> [Required work]:
In the apartment complex breakdown, how many units are offline for upgrades?

> [Text excerpt]:
++++++++

The complex unit’s pool of apartments has the following breakout:

Total Number of Units                    440
Models                                                3
Total Inventory of Units                  437

Units Offline for Upgrades                 6
Available Units for Leasing            431

Average monthly rent per unit is $1,500.   The breakeven point for income is 81% of available units.   Every 1% increase in occupancy generates nearly $6,000 of additional profit.   The owners would like to earn an additional $500,000 ($41,670/Month) per year of profit.   They agree it is worth paying a $15,000 bonus to achieve this level of performance.  What is the minimum occupancy rate needed to successfully fulfill this plan?

++++++++

> [Entries provided]:
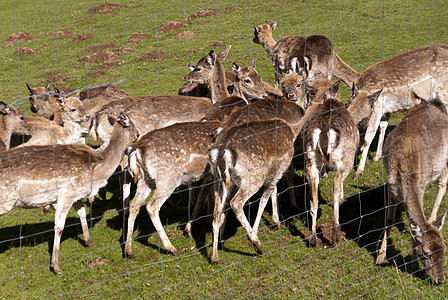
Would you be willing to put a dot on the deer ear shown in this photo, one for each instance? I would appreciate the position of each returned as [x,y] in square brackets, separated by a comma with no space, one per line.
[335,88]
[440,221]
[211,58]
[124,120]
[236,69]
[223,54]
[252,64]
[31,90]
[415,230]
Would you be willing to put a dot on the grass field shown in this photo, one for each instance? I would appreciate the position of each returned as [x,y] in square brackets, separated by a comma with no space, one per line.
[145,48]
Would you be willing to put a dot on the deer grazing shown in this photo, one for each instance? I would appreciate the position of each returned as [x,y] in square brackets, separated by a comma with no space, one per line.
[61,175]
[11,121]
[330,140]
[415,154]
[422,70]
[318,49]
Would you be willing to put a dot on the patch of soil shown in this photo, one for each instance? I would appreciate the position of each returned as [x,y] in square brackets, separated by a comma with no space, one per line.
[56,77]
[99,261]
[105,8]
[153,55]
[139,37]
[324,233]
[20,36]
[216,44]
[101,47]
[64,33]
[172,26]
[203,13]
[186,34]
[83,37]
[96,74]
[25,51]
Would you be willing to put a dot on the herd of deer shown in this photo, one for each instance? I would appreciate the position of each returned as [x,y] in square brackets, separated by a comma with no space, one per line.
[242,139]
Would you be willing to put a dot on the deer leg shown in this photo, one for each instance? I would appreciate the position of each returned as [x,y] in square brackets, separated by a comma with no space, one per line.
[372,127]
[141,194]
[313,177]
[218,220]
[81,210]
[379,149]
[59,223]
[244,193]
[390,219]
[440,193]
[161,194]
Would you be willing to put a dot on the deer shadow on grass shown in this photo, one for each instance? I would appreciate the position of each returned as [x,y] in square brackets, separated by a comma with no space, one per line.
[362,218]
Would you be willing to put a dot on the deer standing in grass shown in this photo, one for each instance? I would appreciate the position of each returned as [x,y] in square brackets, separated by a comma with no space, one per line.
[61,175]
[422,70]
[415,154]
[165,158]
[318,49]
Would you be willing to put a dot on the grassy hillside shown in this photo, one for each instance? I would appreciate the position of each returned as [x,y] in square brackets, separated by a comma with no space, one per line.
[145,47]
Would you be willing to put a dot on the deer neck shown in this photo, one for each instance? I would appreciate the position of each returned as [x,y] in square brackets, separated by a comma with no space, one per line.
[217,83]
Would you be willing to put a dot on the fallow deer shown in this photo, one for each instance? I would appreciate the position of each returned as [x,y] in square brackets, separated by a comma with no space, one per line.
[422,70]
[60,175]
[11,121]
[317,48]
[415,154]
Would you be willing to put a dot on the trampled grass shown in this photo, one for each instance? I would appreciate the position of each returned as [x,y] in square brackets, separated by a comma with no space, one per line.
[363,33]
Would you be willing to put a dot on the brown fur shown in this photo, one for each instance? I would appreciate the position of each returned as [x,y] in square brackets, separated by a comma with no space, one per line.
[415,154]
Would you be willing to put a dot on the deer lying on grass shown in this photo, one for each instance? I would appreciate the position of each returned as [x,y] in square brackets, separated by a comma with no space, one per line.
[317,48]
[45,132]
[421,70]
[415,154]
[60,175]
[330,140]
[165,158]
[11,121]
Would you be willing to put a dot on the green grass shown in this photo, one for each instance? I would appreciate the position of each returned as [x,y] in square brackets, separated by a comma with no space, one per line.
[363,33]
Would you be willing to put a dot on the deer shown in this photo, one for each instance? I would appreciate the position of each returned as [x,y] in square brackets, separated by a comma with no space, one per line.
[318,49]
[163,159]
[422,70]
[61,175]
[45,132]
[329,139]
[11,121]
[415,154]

++++++++

> [Problem solution]:
6